[Referring expression pointing data]
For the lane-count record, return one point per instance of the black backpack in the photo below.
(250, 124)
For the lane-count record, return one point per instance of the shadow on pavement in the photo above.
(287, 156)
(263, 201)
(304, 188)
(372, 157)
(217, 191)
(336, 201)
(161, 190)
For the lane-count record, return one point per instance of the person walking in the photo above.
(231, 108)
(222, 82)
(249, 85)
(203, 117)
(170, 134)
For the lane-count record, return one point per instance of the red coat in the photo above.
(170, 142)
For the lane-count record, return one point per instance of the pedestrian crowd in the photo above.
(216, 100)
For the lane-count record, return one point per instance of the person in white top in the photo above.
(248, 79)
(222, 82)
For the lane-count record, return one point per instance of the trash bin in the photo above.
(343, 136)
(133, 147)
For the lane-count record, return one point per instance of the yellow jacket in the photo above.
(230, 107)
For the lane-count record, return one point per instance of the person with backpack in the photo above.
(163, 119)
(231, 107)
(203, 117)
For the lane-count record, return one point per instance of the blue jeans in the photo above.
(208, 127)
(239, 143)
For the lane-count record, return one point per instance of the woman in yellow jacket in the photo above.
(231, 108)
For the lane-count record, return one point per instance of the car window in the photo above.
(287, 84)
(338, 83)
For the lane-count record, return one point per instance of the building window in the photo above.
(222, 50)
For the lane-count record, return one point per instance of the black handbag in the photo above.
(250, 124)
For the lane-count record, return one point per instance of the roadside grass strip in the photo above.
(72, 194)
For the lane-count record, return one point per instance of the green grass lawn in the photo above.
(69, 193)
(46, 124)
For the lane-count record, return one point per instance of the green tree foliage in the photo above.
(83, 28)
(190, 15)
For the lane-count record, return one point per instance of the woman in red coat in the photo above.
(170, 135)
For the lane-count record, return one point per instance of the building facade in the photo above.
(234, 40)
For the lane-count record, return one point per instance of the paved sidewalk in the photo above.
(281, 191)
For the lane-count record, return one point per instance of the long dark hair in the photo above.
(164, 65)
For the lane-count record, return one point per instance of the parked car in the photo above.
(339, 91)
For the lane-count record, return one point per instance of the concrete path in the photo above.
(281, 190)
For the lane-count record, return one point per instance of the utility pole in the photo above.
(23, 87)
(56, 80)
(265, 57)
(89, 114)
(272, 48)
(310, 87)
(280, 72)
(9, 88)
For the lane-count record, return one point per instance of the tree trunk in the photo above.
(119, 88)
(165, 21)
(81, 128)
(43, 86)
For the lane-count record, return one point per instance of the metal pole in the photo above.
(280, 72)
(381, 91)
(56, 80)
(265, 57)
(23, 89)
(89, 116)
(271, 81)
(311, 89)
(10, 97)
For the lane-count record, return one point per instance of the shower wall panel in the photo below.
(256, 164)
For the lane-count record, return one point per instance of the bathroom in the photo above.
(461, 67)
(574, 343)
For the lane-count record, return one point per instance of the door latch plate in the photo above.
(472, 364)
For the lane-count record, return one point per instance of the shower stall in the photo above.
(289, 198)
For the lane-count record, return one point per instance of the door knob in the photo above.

* _Exercise aim_: Your answer must be an exact transcription of all the data above.

* _Task answer_:
For the lane-count record, return one point per instance of the black backpack in the photo below.
(250, 124)
For the lane-count record, return one point per instance of the shadow on pavement in the photo above.
(287, 156)
(263, 201)
(304, 188)
(372, 157)
(217, 191)
(336, 201)
(161, 190)
For the lane-count record, return one point per instance of the person walking in the photo above.
(231, 108)
(222, 82)
(249, 85)
(203, 117)
(170, 134)
For the lane-count record, return one point per instance of the red coat in the photo above.
(170, 142)
For the lane-count record, return one point per instance of the pedestrian crowd in the photo above.
(216, 100)
For the lane-count record, return one point per instance of the person in white top in the photo above.
(248, 79)
(222, 82)
For the lane-count record, return one point per instance of the trash bin in the photo above.
(343, 136)
(133, 147)
For the lane-count record, return one point per instance of the yellow jacket in the photo above.
(230, 107)
For the lane-count record, return one point per instance of the person with backpack in the photo above.
(163, 119)
(231, 107)
(203, 117)
For the lane-count record, return one point per instance of the blue jeans in the photo above.
(208, 127)
(239, 143)
For the lane-count record, return one point per instance of the woman in yellow jacket in the photo above.
(231, 108)
For the lane-count record, return one point per instance of the car window in the photo above.
(287, 84)
(338, 83)
For the lane-count record, return one point per instance of the building window in the photo above.
(222, 50)
For the lane-count record, return one point per instance of the black handbag in the photo above.
(250, 124)
For the lane-count record, return one point per instance of the roadside grass strip in the photo above.
(72, 194)
For the lane-count record, return one point per instance of the green grass lawn in the photo above.
(69, 193)
(46, 124)
For the lane-count record, return one point per instance of the green tree foliage in the photo above.
(83, 28)
(190, 15)
For the lane-count record, return one point per instance of the woman in red coat in the photo above.
(170, 135)
For the lane-count record, return one point per instance of the building facade in the photo above.
(234, 40)
For the lane-count record, return one point per instance of the paved sidewalk in the photo above.
(281, 191)
For the lane-count record, return one point per instance of the long dark hair in the photo above.
(164, 65)
For the lane-count record, return one point per instance of the parked car in the photo above.
(339, 91)
For the lane-count record, return one point per instance of the concrete path in the photo above.
(281, 190)
For the lane-count record, return one point per instance of the utility pole in the photo above.
(23, 87)
(56, 80)
(265, 57)
(89, 114)
(272, 48)
(310, 87)
(280, 72)
(9, 88)
For the lane-count record, return one point per instance of the tree trunk in the photo above.
(119, 88)
(165, 21)
(81, 128)
(43, 86)
For the lane-count record, return one point per instance of the metal pole in the photo above.
(280, 72)
(381, 91)
(56, 80)
(265, 57)
(23, 89)
(89, 116)
(271, 81)
(311, 89)
(10, 97)
For the lane-count record, return one point per instance of the shower wall panel in the photo below.
(256, 164)
For the lane-count record, return one point per instance of the bathroom in the photo above.
(461, 67)
(574, 343)
For the lane-count record, return one point per instance of the door latch plate in the photo above.
(472, 364)
For the lane-count record, return one point per instance of the shower stall in the photo above.
(289, 198)
For the lane-count record, return one point per instance of the door knob in the photo above.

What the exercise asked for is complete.